Stated exercise
Please echo the data from the line with "One marker belongs on each instance of the evergreen" up to and including the line with "[(377, 206)]".

Material
'''

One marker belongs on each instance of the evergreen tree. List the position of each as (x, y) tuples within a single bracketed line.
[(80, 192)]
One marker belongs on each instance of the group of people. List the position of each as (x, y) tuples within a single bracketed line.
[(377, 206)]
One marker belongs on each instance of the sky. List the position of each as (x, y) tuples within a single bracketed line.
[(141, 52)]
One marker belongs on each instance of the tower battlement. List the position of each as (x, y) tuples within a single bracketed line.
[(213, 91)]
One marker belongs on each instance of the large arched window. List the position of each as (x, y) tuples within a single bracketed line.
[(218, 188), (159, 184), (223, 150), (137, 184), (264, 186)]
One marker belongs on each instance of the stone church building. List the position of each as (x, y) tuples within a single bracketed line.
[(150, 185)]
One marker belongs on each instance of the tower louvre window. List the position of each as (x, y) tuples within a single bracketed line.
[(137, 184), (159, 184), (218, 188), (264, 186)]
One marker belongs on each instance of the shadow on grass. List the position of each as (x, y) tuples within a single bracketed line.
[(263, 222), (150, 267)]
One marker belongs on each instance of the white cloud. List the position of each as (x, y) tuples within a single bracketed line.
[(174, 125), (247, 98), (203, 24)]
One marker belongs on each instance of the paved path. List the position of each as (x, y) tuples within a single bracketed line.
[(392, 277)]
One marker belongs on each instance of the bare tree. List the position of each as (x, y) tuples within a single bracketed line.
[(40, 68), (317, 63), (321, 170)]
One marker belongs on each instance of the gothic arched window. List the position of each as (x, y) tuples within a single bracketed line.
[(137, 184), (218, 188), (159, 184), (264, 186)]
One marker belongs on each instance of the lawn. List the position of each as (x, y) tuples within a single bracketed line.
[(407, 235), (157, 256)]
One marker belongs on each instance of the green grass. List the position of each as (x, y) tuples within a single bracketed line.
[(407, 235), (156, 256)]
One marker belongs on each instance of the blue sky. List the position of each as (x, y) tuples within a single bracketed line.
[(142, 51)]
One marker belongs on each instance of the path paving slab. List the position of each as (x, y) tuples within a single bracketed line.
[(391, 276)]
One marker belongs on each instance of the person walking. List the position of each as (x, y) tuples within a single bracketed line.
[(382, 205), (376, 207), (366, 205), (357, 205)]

'''
'''

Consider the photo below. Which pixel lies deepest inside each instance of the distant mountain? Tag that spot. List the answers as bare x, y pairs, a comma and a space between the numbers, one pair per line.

'''
'''

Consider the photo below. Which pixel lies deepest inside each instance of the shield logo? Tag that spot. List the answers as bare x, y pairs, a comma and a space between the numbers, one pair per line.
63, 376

'''

Task answer
One marker belongs on each instance of the evergreen tree. List the position of each as (x, y) tuples within a single bracketed line.
[(80, 192)]
One marker belongs on each instance of the group of people. List the position of each as (x, y) tuples within a single bracketed line.
[(377, 206)]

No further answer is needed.